_TASK INPUT_:
BEGIN

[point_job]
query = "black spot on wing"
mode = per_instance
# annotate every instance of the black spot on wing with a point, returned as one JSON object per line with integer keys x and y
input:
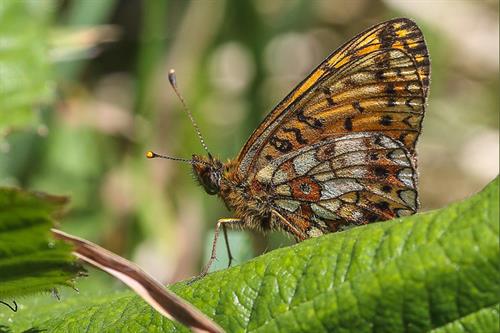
{"x": 298, "y": 135}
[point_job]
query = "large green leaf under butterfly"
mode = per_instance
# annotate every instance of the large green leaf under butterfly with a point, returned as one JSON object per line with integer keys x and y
{"x": 431, "y": 272}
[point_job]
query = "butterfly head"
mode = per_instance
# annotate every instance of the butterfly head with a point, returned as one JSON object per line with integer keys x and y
{"x": 208, "y": 172}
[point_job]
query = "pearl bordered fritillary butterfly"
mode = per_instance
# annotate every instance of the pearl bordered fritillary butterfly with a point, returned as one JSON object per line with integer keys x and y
{"x": 339, "y": 150}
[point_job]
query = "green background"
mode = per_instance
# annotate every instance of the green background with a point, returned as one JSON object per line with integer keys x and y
{"x": 84, "y": 93}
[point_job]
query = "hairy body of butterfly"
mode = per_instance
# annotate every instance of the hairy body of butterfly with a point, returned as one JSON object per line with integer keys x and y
{"x": 339, "y": 150}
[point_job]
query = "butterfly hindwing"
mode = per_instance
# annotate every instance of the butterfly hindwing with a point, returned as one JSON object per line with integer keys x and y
{"x": 342, "y": 181}
{"x": 377, "y": 82}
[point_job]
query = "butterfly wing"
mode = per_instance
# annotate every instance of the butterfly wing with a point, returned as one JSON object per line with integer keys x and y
{"x": 376, "y": 82}
{"x": 339, "y": 182}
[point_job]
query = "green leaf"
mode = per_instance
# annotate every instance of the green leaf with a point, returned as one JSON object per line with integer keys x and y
{"x": 30, "y": 259}
{"x": 24, "y": 61}
{"x": 436, "y": 271}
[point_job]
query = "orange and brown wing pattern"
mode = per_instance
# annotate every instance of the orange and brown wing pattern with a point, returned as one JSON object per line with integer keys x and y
{"x": 377, "y": 82}
{"x": 349, "y": 180}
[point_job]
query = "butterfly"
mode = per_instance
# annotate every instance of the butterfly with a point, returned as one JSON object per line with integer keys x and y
{"x": 339, "y": 150}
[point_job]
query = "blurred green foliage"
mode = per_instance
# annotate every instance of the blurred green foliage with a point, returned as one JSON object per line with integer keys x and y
{"x": 30, "y": 260}
{"x": 234, "y": 60}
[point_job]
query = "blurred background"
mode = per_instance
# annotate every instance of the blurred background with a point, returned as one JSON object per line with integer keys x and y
{"x": 84, "y": 93}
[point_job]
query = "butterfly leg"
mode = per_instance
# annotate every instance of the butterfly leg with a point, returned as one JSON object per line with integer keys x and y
{"x": 299, "y": 236}
{"x": 229, "y": 254}
{"x": 221, "y": 223}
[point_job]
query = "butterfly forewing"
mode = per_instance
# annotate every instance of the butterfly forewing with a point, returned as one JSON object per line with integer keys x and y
{"x": 376, "y": 82}
{"x": 339, "y": 150}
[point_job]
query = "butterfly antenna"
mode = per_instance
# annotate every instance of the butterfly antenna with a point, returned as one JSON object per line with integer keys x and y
{"x": 152, "y": 154}
{"x": 173, "y": 82}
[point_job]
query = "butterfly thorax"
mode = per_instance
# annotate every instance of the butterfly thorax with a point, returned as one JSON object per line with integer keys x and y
{"x": 224, "y": 180}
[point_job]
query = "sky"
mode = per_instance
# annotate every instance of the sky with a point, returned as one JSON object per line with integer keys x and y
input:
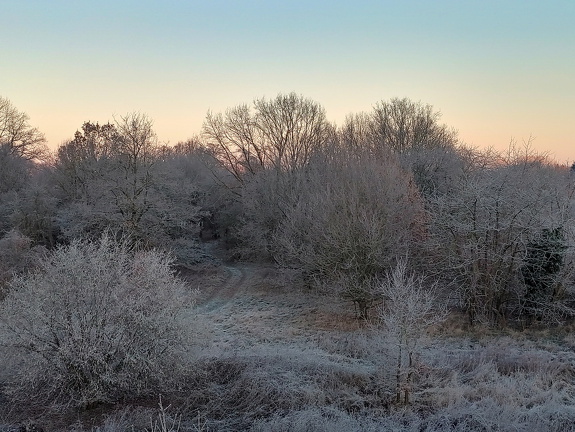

END

_AIM_: Copy every record above exactly as written, but leave out the pictures.

_COMPLETE OUTPUT_:
[point_job]
query = "black spot on wing"
mode = per_instance
# annotate every instance of the black spot on wing with a point, returned as one JSON object per line with integer keys x and y
input:
{"x": 298, "y": 135}
[point_job]
query = "large green leaf under butterfly"
mode = per_instance
# annotate every instance of the large green leaf under butterfly with a point, returned as one JSON object per line with integer keys x and y
{"x": 431, "y": 272}
[point_job]
query = "butterfly head"
mode = per_instance
# annotate every instance of the butterfly head with a point, returned as one JSON object per line with integer keys x and y
{"x": 208, "y": 172}
[point_job]
query = "pearl bordered fritillary butterfly"
mode = per_instance
# annotate every instance of the pearl bordered fritillary butterfly with a point, returned as one JSON object per line with integer keys x and y
{"x": 339, "y": 150}
[point_job]
query = "green background"
mode = per_instance
# annotate every instance of the green background with a point, returned as one JSON object per line with integer keys x and y
{"x": 84, "y": 93}
[point_job]
query = "hairy body of butterfly"
mode = per_instance
# annotate every instance of the hairy body of butterfly with a point, returned as one JSON object per line with integer keys x and y
{"x": 339, "y": 150}
[point_job]
query = "butterfly hindwing"
mode = per_instance
# annotate every instance of the butterfly hindwing with a point, returned as one JSON object per line with integer keys x and y
{"x": 342, "y": 181}
{"x": 377, "y": 82}
[point_job]
query = "butterfly wing"
mode = per_instance
# annotate every instance of the butterfly wing with a point, returned as one JSON object per line with integer keys x and y
{"x": 376, "y": 82}
{"x": 339, "y": 182}
[point_job]
query = "green leaf"
mode = per_instance
# annotate every instance of the green leaf with a point, returned as one JSON object per line with integer keys x and y
{"x": 30, "y": 259}
{"x": 24, "y": 61}
{"x": 436, "y": 271}
[point_job]
query = "orange and brown wing pattern"
mode = per_instance
# annotate every instance of the orange and brown wing pattern with a point, returned as one JSON object per line with integer keys x and y
{"x": 377, "y": 82}
{"x": 349, "y": 180}
[point_job]
query = "butterfly"
mode = per_instance
# annotate every instance of the butterfly with a point, returned as one JSON object per line with integer keys x and y
{"x": 339, "y": 150}
[point_job]
query = "blurred green foliage"
mode = per_instance
# annotate every instance of the blurred green foliage with a point, returned as one JSON object per line with integer keys x and y
{"x": 30, "y": 260}
{"x": 234, "y": 60}
[point_job]
query = "blurred background"
mode = per_instance
# annotate every instance of the blurred background with a point, returned as one JSON object per line with integer keys x and y
{"x": 84, "y": 93}
[point_job]
query = "butterfly leg"
mode = per_instance
# annotate every instance of the butterfly leg with a point, returned as one JSON object per line with integer keys x and y
{"x": 299, "y": 236}
{"x": 229, "y": 254}
{"x": 221, "y": 223}
[point_job]
query = "butterfly forewing"
mode = per_instance
# annotate every instance of the butterfly forewing with a point, returned as one JSON object per line with integer keys x and y
{"x": 376, "y": 82}
{"x": 339, "y": 150}
[point_job]
query = "butterfly antenna"
mode = per_instance
# annotate every instance of the butterfly antenna with a point, returned as one JSON object per line with integer keys x and y
{"x": 152, "y": 154}
{"x": 173, "y": 82}
[point_job]
query = "butterfly thorax"
mode = per_instance
# annotate every instance of the butterfly thorax with a point, returned as one JSON object per line with integer keys x and y
{"x": 224, "y": 180}
[point_job]
query = "sky"
mode = per_instance
# annotate every instance of the sky with a point, returned as one JSON object per line with integer keys x and y
input:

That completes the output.